Those perturbations produce irreversible changes in porous media,
i.e. fracture, dilatancy and compaction. Any impulse-triggered
decrease of porosity leads to effective compaction, and this can
squeeze an additional amount of fluid from the porous medium. From
a physical point of view this mechanism is clear, and such a
mechanism is known to lead to excess pore pressures and sand
liquefaction during strong earthquakes.
[0133] In contrast to the irreversible compaction arising from
single strong perturbations, the invention is aimed at providing
reversible strains arising from continuous weak perturbations. Each
perturbation (e.g. tapping or short-term cyclic straining) is
assumed to be of an elastic nature which does not produce any
residual, irreversible deformation, but does cause a periodic
perturbation in the porosity of the system through compression and
relaxation.
[0134] In the aftermath of an impact, a porous medium relaxes to
the equilibrium state in a diffusional manner because the
relaxation process involves flow of the viscous saturating fluid
with respect to the porous skeleton. If we apply another
perturbation before the proceeding one fully decays, while
withdrawing the produced fluid through a port, a cumulative,
synergetic effect can be achieved. A quantitative estimation of
this effect for specific cases involving non-symmetric dispositions
of the perturbation source and the wellbore requires extensive
analytical and computer model calculations based on numerical
methods. This approach, however, tends to obscure the physical
logic on which the model is based.
12 FURTHER CONSIDERATIONS
[0135] An aim of the invention is to apply pressure pulses and
strain pulses to a liquid in natural and man-made porous media to
enhance the flow rate of the mobile fluid phases and to diminish
the probability of flow-rate impairment through the internal
bridging of particles. The approach has been verified
theoretically, in the laboratory, and through empirical
observations in field situations in the petroleum industry and for
water wells. A key element is the concept of porosity waves and
attendant pressure pulses, which travel through the medium by
diffusional processes. To our knowledge, this phenomenon has not
been previously identified in such media and considered for the
purposes of fluid flow rate enhancement. Applications are
envisioned particularly but not exclusively for the petroleum
industry and the chemical processing industry. Also, in reservoirs
contaminated by non-aqueous phase, non-wetting liquids,
implementation of pressure pulsing and other means of generating
porosity diffusion enhanced flow is expected to accelerate clean-up
operations, and make them more effective.

○ ○ ○ ○ ○

◆ Your objective:
In the porous-media text, what does the invention aim to provide in contrast to the irreversible compaction caused by single strong perturbations?

◆ Raw data:
○ ○ ○ ○ ○

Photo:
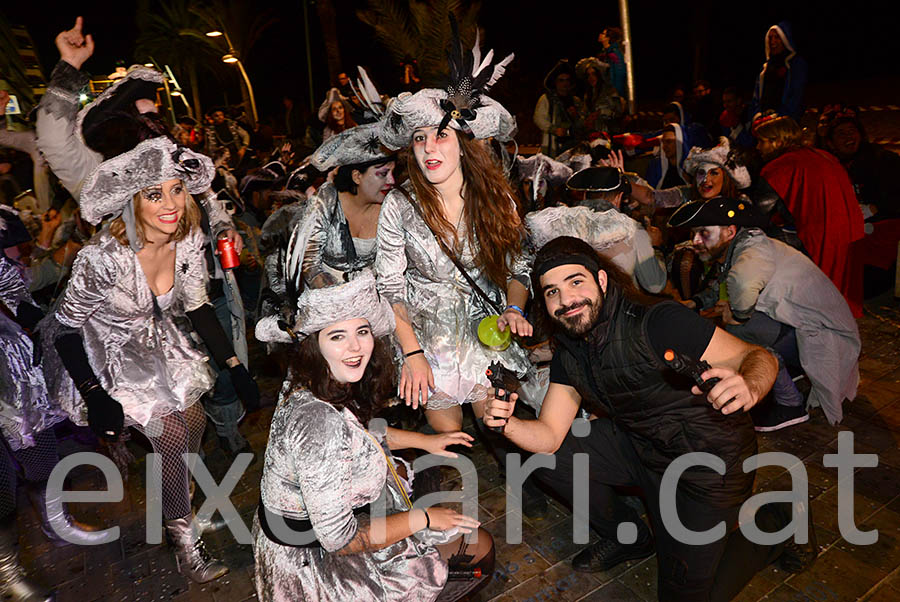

○ ○ ○ ○ ○

◆ Output below:
Reversible strains arising from continuous weak perturbations.